> _ACTIVITIES_:
A) Translate this sentence from the post about Olive's birth into Spanish: "Right after she was delivered they took her into the NICU."
B) Using the post about Olive's birth, list every length of time that it gives with a specific number.
C) Extend the post about Olive's birth, picking up right after its final sentence.

> _PASSAGE_:
My heart is so full today! Today is Olive’s second birthday, and I have been reflecting on what a blessing she has been these past couple of years. I never have shared images from the hospital on here, so I thought I would since I have been thumbing through photos of her this morning. Her labor and delivery made me unsure of ever having another one ;). However, her sweet little spirit completely changed my mind. I would go through it all ( and eventually plan to ) again and again. She has made the past two years extra busy for sure, but she has made them so meaningful and intentional. She has taught me so much about who I am and has given me a purpose that I find more than fulfilling.
I couldn’t move around much after her delivery, but I was able to still capture these sweet moments with her new daddy. These photos are like treasures to me.
Olive had the suction used on her as well as forceps. She wasn’t descending fast enough given the conditions, but was too far for a c-section. After twenty-six hours of laboring and three hours of pushing, I am sure her little body was so exhausted. Our OB ended up basically ripping her out. (Sorry to be graphic, but that is nicely put). Her poor little head was bruised all over for the first few weeks, and I had to hold it a certain way while breast feeding because she would wince. She actually still has a scar beneath her right year from the forceps. It was so sad for me, but my emotions and hormones were obviously all over the place. Given her traumatic entrance, I was so amazed that she had the energy and drive to curiously observe all that was around her with those wide eyes. Right after she was delivered they took her into the NICU. My parents went in to meet Olive and she caught my dad’s gaze. He walked to the other side of her bed, and she tracked him holding his gaze the whole time. It really freaked him out that she was tracking him already ;). Whether or not she meant to, she was tracking within her first two and a half months. She didn’t let any bumps or bruises get in her way, rather I feel like she hit the ground running.

> _EXTRACTED MATERIAL_:
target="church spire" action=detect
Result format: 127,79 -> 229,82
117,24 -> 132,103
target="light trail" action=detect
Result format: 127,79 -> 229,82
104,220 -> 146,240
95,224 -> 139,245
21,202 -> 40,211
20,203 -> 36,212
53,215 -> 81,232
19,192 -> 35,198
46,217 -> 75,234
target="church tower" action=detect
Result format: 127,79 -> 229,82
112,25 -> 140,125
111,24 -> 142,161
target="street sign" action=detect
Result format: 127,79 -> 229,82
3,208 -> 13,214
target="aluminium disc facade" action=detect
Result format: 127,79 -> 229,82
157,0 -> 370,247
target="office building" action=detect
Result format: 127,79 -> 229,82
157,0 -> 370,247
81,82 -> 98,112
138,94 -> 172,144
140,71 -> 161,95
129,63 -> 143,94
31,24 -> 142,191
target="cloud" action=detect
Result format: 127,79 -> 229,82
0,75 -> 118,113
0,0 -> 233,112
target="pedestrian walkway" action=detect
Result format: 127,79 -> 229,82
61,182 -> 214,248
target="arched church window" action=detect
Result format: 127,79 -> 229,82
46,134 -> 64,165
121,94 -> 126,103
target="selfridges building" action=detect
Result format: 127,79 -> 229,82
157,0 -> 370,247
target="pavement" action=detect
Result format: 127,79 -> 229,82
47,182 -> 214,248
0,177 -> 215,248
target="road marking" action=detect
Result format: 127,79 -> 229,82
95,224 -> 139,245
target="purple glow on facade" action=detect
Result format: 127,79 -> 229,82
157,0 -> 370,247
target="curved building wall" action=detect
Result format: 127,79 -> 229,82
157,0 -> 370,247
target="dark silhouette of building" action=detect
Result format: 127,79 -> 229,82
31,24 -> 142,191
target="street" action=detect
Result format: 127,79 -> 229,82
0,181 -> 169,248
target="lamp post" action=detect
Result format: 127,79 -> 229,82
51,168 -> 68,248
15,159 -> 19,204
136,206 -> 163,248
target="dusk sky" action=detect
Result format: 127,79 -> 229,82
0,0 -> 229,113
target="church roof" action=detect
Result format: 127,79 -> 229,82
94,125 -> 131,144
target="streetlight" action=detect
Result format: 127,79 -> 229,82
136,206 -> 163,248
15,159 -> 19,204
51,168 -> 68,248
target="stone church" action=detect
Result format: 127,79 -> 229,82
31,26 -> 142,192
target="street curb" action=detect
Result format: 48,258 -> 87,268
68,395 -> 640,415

> _ANSWERS BELOW_:
A) Justo después de que naciera, la llevaron a la UCIN.

B)
- the past two years
- twenty-six hours of laboring
- three hours of pushing
- two and a half months

C)
Being pregnant and delivering Olive was the hardest thing I have done. It was just down right awful, as I know it is for many women, but that is why I think it is all so beautiful, special, and humbling. JP and I also grew together so much during that time. I really appreciated that he chose to be my husband during the whole process and not “my doctor.” During Olive’s delivery he wasn’t focused so much on the procedures but more so on holding my hand and trying to make me comfortable. He never left my side. Even when Olive was being sent to the NICU he stayed with me until I asked him to go with her. One of my favorite memories is actually the night we finally got home from the hospital. JP got Olive comfortable and then headed upstairs where he drew me a warm bath and helped bathe me. He sponged my back and helped me move around because I couldn’t very well. He wasn’t trying to give me advice from a medical standpoint..in fact he wasn’t saying much at all, but was just there caring for me and comforting little Olive. I felt so loved. Olive and I are so blessed to have him.
Olive was overall a very healthy and active baby. We both healed quickly and spent our first few weeks surrounded by family, close friends, and Autumn’s changing colors. I love my family, I love this time of year, and I love Olive Jane. Happy Birthday, sweet girl!